# [Objective]
Reproduce the part of the book review below from "This is described" to "the blatant didactics.".

**** Source passage

This is described as an "eco-novel" which sets up distractingly misleading expectations. It took me a long time to get my head around what it was: for the first while I was describing it as 70% someone transcribing the transactions of a fictional conference on sustainability, 30% engineering project. This isn't quite accurate (for one thing, although the characters are mostly fictional, I think the conference was actually partly real, and also it wasn't a conference, it was a much longer wānanga) but if I'd known this at the start I'd have been much less at risk of putting the whole thing down after a dozen pages out of exasperation at the blatant didactics.

Which would have been a shame because, although it's really rather bewildering as a novel from which one might expect something resembling plot, it is amazingly educational and interesting approached from the angle of what it actually is. It's like reading a "all the good bits" summary of a conference proceedings on what is a fascinating topic. We get a faithful narrative of the kōrero presented on various aspects of sustainability in Hawaii, Tahiti, Alaska, but particularly New Zealand (hence the kaitiakitanga of the title), along with entire extended book reviews and movie reviews, plus the discussions between attendees and of course the hands-on practical mahi - from collecting seaweed to building an earth oven through to the more ambitious project of a solar-powered waka traveling from Hawaii to New Zealand via Tahiti.

********
**** Material shown

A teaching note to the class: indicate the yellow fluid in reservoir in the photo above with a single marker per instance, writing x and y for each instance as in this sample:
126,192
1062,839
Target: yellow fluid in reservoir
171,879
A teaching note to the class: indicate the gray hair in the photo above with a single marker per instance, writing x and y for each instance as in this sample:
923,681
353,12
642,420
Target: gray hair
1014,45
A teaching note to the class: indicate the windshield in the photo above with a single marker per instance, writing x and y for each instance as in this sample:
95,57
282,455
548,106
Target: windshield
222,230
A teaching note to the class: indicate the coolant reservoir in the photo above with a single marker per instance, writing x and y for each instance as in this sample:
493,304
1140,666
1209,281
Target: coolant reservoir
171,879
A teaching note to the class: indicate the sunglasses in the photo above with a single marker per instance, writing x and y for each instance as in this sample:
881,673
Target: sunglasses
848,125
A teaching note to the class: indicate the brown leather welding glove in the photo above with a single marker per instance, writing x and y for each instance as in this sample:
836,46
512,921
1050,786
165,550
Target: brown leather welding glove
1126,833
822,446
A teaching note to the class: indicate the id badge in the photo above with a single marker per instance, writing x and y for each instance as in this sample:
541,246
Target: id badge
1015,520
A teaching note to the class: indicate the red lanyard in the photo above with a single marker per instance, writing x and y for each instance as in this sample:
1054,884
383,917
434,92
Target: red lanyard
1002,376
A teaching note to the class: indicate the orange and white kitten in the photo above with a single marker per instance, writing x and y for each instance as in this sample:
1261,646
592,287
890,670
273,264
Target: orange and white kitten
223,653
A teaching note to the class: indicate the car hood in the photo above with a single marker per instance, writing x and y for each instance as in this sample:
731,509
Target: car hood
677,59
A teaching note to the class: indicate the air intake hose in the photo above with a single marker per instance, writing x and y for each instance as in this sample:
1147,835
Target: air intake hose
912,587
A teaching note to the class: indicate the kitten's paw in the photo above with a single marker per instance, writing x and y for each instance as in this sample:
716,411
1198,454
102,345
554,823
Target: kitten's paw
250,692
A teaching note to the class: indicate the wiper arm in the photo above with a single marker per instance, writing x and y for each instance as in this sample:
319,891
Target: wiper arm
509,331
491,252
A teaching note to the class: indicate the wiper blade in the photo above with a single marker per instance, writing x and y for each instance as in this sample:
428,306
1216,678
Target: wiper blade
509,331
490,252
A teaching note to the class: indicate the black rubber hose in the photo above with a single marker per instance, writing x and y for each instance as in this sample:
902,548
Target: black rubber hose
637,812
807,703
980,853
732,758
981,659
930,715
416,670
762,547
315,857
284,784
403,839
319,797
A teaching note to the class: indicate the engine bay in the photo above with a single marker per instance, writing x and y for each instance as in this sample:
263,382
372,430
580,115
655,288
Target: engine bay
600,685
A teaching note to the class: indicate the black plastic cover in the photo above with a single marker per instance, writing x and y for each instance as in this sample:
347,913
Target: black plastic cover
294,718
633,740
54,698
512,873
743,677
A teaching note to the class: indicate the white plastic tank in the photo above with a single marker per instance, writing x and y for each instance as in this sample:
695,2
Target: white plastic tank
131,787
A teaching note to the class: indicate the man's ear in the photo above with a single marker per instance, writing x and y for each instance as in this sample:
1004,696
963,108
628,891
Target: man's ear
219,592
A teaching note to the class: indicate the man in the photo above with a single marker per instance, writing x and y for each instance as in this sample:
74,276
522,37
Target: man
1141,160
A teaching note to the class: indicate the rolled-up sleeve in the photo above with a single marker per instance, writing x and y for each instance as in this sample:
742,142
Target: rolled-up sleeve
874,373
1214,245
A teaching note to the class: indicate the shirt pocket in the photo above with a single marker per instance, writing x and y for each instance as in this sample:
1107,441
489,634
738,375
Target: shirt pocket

********

# [Exercise result]
This is described as an "eco-novel" which sets up distractingly misleading expectations. It took me a long time to get my head around what it was: for the first while I was describing it as 70% someone transcribing the transactions of a fictional conference on sustainability, 30% engineering project. This isn't quite accurate (for one thing, although the characters are mostly fictional, I think the conference was actually partly real, and also it wasn't a conference, it was a much longer wānanga) but if I'd known this at the start I'd have been much less at risk of putting the whole thing down after a dozen pages out of exasperation at the blatant didactics.